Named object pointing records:

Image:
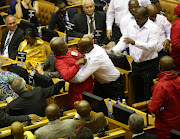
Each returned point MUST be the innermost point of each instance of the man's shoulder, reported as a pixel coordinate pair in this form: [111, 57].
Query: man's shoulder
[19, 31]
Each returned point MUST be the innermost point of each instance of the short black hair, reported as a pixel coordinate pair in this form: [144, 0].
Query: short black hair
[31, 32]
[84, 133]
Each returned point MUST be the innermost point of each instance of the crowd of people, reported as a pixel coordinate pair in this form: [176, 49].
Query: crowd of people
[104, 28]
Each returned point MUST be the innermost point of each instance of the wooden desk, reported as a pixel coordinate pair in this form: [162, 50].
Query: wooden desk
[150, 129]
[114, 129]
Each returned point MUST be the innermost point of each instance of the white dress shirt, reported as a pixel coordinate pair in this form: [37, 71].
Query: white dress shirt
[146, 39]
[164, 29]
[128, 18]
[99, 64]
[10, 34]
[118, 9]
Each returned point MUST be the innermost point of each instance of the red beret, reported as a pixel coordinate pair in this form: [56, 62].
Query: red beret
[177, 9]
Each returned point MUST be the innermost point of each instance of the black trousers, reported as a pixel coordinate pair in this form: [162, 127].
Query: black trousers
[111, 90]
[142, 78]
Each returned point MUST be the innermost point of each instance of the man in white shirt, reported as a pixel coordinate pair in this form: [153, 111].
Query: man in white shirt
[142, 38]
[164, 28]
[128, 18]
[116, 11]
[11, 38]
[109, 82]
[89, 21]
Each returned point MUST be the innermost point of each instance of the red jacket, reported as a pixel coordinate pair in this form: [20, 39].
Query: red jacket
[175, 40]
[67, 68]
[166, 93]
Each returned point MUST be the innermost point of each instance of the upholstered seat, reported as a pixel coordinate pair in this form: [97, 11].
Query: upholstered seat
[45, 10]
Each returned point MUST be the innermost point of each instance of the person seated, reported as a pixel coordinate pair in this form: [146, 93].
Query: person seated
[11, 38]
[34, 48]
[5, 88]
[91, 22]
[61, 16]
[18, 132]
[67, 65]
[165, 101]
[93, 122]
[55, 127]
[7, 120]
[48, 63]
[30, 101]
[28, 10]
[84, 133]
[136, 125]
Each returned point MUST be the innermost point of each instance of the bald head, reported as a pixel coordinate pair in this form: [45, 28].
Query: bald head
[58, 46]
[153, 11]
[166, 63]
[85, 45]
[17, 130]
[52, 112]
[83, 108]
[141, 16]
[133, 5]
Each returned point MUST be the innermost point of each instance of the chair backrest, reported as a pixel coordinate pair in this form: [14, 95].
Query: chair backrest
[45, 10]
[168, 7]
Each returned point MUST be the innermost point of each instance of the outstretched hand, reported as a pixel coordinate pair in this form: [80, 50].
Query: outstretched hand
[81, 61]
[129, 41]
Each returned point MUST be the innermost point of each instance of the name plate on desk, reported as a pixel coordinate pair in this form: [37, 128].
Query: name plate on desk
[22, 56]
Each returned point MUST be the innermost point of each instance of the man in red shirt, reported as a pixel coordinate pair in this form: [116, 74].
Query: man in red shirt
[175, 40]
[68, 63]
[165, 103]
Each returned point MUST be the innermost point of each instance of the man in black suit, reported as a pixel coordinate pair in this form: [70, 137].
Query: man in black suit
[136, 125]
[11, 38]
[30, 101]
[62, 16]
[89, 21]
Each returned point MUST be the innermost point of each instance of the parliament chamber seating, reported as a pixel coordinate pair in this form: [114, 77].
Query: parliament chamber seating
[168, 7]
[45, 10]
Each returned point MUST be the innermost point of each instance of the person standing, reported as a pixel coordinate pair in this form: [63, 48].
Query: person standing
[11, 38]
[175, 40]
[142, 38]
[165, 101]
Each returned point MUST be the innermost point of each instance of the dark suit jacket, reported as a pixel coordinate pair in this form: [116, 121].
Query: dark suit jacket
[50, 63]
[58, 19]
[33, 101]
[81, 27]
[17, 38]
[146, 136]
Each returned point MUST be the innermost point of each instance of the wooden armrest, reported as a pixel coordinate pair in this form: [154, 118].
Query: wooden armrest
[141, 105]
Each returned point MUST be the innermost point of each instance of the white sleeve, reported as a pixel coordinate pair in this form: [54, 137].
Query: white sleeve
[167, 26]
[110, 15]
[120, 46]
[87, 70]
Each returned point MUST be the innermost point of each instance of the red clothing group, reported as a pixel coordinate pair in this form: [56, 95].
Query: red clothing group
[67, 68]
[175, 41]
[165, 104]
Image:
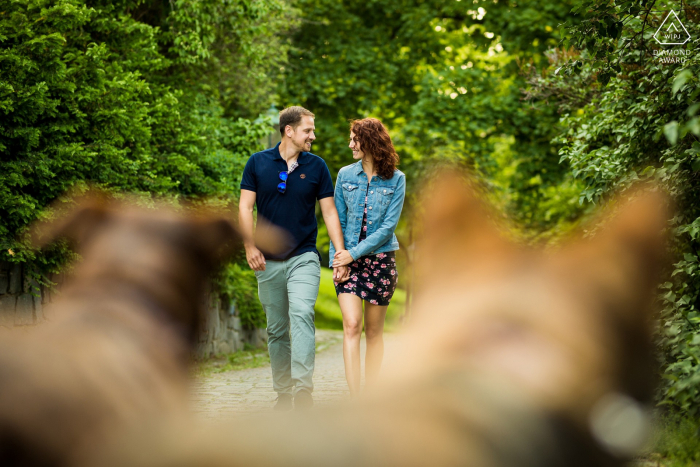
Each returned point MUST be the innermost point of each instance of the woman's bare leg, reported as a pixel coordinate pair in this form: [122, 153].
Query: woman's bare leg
* * *
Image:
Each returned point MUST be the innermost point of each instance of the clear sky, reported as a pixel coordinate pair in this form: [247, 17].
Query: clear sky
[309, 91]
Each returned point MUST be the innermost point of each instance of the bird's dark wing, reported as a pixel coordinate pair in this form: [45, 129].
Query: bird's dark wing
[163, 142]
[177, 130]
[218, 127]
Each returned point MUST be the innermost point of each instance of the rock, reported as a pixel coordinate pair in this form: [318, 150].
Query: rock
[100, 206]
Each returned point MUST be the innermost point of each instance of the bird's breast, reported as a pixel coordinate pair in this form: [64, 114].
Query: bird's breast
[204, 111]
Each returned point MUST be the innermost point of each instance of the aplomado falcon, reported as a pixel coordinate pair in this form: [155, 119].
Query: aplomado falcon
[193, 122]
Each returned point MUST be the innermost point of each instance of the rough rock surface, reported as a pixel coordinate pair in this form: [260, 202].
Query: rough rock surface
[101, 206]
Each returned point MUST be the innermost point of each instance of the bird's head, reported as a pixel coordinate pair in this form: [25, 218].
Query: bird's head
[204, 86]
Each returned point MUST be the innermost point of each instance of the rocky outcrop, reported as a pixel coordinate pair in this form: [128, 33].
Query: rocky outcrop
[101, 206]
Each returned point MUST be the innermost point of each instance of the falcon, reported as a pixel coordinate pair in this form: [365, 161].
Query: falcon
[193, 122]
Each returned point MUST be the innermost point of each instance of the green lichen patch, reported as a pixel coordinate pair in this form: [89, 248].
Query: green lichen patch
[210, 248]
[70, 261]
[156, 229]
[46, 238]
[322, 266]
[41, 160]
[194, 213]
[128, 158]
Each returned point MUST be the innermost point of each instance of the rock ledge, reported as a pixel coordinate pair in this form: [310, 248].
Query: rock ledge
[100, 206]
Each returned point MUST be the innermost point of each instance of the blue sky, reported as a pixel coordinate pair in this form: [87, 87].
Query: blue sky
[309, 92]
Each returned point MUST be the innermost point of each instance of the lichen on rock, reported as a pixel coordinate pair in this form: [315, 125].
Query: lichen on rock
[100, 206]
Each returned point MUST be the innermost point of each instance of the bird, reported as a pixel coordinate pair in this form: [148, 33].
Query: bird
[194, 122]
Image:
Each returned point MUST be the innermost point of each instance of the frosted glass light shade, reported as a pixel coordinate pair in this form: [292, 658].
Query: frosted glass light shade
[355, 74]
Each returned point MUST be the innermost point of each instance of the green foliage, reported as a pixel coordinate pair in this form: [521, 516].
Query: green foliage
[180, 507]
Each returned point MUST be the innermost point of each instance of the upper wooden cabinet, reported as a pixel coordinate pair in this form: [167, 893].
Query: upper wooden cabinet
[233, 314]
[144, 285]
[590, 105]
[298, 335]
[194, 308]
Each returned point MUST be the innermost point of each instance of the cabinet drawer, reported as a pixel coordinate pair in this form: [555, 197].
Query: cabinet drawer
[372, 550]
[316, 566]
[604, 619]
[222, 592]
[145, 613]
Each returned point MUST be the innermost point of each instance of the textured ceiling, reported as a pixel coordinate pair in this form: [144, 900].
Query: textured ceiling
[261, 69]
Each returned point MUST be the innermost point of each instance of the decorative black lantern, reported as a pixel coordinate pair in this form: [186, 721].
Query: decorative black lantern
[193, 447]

**Your goal:**
Count the lines of the records that contain the string "blue". Give only the number.

**Answer to the problem:**
2